> [Stored data]
Begin
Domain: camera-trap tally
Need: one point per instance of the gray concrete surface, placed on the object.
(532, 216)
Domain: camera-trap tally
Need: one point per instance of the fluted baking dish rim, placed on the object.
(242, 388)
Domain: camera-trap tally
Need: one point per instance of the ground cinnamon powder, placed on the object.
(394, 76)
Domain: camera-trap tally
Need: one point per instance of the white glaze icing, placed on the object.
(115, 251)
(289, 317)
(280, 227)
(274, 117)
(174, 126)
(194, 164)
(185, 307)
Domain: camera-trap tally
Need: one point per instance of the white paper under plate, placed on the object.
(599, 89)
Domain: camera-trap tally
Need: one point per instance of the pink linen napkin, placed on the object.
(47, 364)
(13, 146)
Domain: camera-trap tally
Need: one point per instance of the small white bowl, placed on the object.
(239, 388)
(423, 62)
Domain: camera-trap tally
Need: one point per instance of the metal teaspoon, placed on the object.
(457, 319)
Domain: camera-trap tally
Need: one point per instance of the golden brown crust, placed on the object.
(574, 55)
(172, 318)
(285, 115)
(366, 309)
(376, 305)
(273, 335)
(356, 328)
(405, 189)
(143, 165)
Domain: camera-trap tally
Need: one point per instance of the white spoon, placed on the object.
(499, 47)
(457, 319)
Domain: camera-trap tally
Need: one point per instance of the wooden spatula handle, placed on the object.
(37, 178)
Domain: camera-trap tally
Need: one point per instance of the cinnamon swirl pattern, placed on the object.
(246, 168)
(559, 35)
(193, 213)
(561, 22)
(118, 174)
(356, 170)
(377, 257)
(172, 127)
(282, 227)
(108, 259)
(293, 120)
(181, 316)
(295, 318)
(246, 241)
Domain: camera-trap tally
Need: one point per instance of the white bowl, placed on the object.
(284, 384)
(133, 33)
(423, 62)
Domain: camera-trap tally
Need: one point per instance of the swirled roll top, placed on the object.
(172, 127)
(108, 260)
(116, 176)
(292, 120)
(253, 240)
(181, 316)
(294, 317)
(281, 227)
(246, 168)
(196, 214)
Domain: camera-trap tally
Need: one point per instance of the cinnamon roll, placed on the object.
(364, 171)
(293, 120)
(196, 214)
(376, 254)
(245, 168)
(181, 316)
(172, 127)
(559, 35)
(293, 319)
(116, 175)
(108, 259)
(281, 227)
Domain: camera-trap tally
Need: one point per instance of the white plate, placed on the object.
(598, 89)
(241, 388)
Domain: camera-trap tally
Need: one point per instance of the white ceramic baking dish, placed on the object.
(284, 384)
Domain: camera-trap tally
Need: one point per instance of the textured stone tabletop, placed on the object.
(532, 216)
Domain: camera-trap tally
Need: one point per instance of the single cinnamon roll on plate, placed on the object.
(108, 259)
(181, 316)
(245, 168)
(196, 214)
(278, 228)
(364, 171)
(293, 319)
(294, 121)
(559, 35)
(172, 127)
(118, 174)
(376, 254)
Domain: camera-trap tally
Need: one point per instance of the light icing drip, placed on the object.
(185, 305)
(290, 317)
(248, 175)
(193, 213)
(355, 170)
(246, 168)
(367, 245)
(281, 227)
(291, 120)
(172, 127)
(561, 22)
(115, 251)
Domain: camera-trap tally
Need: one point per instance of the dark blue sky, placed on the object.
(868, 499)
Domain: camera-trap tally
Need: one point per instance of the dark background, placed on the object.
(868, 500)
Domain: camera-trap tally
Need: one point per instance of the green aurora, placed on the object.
End
> [Exercise instructions] Reproduce the full listing above, character for character.

> [Task result]
Domain: camera-trap tally
Need: one point per instance of the gray concrete surface, placed on the object.
(532, 216)
Domain: camera-trap tally
Need: one point per instance of the fluted baking dish rim, placed on the object.
(242, 388)
Domain: camera-trap tally
Need: one point per instance of the ground cinnamon powder, placed on the object.
(394, 76)
Domain: camera-trap tally
Need: one point per instance of the white glaze icing, placed on the object.
(115, 251)
(289, 317)
(280, 227)
(274, 117)
(174, 126)
(194, 164)
(185, 307)
Domain: camera-trap tally
Need: one point per instance of the white paper under plate, placed on the object.
(599, 89)
Domain: camera-trap tally
Need: one point per instance of the pink linen napkin, placed on the object.
(47, 364)
(13, 146)
Domain: camera-trap tally
Need: one point per instance of the small white bowl, placed on the object.
(239, 388)
(423, 62)
Domain: camera-trap tally
Need: one point per instance of the metal teaspoon, placed on the object.
(457, 319)
Domain: camera-trap tally
Need: one point per instance of the golden brown crust, placed on the object.
(574, 55)
(172, 318)
(285, 115)
(366, 309)
(376, 305)
(273, 335)
(356, 328)
(405, 189)
(143, 165)
Domain: camera-trap tally
Need: one point per instance of the white spoon, placed on the object.
(499, 47)
(457, 319)
Domain: camera-trap tally
Need: one point per instance of the wooden spatula handle, placed on the object.
(37, 178)
Domain: camera-trap tally
Need: one point per instance of the cinnamon swirl pattern, placed on the object.
(246, 168)
(559, 35)
(193, 213)
(561, 22)
(118, 174)
(356, 170)
(377, 257)
(172, 127)
(282, 227)
(108, 259)
(293, 120)
(181, 316)
(295, 318)
(246, 241)
Domain: camera-trap tally
Need: one point per instance of the white bowl, placed on the object.
(284, 384)
(133, 33)
(423, 62)
Domain: camera-trap tally
Need: one point per instance of the swirled roll top, placed on the object.
(172, 127)
(108, 260)
(116, 176)
(292, 120)
(253, 240)
(181, 316)
(294, 317)
(281, 227)
(246, 168)
(196, 214)
Domain: camera-trap tally
Need: one point per instance of the cinnamon roll, placed on the object.
(364, 171)
(293, 120)
(196, 214)
(376, 254)
(245, 168)
(181, 316)
(172, 127)
(559, 35)
(293, 319)
(116, 175)
(108, 259)
(281, 227)
Domain: camera-trap tally
Need: one point per instance of the white plate, placed on the object.
(598, 89)
(241, 388)
Domain: camera-trap tally
Need: one point per instance of the white ceramic baking dish, placed on the object.
(284, 384)
Domain: camera-trap tally
Need: one point per instance of the textured stone tabletop, placed on the object.
(532, 216)
Domain: camera-trap tally
Need: one point per instance of the single cinnamon roll on plate, placed on the object.
(108, 259)
(181, 316)
(245, 168)
(196, 214)
(278, 228)
(364, 171)
(293, 319)
(294, 121)
(559, 35)
(172, 127)
(118, 174)
(376, 254)
Domain: camera-trap tally
Need: one point per instance of the light icing drip, placed on the object.
(185, 305)
(290, 317)
(248, 175)
(193, 213)
(355, 170)
(246, 168)
(367, 245)
(281, 227)
(291, 120)
(172, 127)
(561, 22)
(115, 251)
Domain: camera-trap tally
Need: one point per instance of the dark blue sky, placed on the object.
(868, 499)
Domain: camera-trap tally
Need: one point per instance of the dark background, placed on the object.
(868, 500)
Domain: camera-trap tally
Need: one point per instance of the green aurora, placed on the object.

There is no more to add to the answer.